━━━ Available records

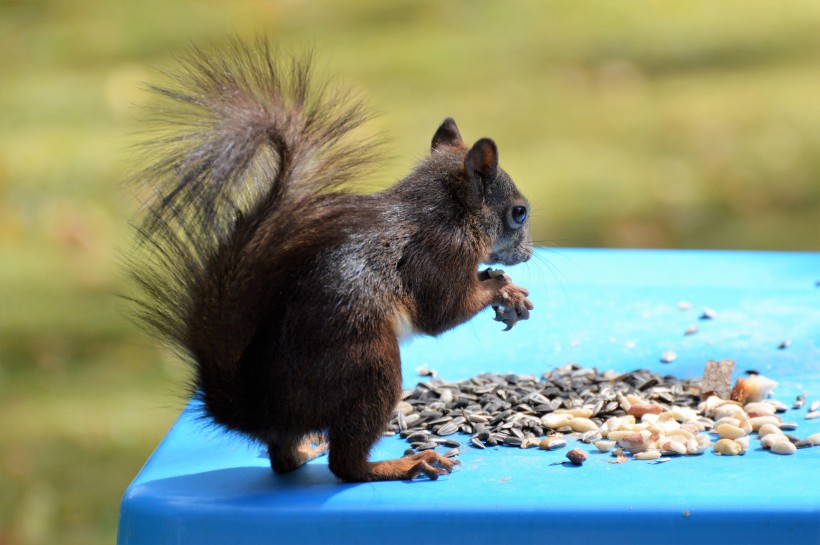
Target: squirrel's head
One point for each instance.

━━━━━━
━━━ Available records

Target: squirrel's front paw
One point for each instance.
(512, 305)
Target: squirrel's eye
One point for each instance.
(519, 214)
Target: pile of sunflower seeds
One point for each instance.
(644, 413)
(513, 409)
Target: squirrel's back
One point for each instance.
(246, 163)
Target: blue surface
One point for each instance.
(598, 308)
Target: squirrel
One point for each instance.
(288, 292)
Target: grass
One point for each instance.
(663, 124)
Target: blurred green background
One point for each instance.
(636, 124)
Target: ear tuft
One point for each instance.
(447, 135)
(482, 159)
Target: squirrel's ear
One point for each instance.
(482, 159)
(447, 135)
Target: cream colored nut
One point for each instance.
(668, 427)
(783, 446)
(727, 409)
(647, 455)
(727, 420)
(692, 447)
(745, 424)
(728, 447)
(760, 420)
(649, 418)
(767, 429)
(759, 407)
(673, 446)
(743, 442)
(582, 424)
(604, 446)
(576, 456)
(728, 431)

━━━━━━

Locate each line of the records above that contains the word "Target" and copy those lines. Case matters.

Target: squirrel's head
Target: squirrel's front paw
Target: squirrel's eye
Target: pile of sunflower seeds
Target: squirrel's back
Target: blue surface
Target: squirrel
Target: grass
Target: blurred green background
Target: ear tuft
Target: squirrel's ear
Target: cream colored nut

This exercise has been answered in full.